DATA FOR THIS EXERCISE:
>>>

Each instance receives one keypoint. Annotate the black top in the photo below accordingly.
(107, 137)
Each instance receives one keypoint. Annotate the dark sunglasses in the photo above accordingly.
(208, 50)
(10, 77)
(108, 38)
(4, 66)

<<<

PROBLEM DETAILS: Down to the final line, the data above must be copied exactly.

TASK SOLUTION:
Each instance receives one keypoint. Annotate the black top in the photo below accordingly.
(107, 137)
Each instance receives one keypoint. Annotate the dark sunglasses in the photo above accordingly.
(208, 50)
(10, 77)
(108, 38)
(4, 66)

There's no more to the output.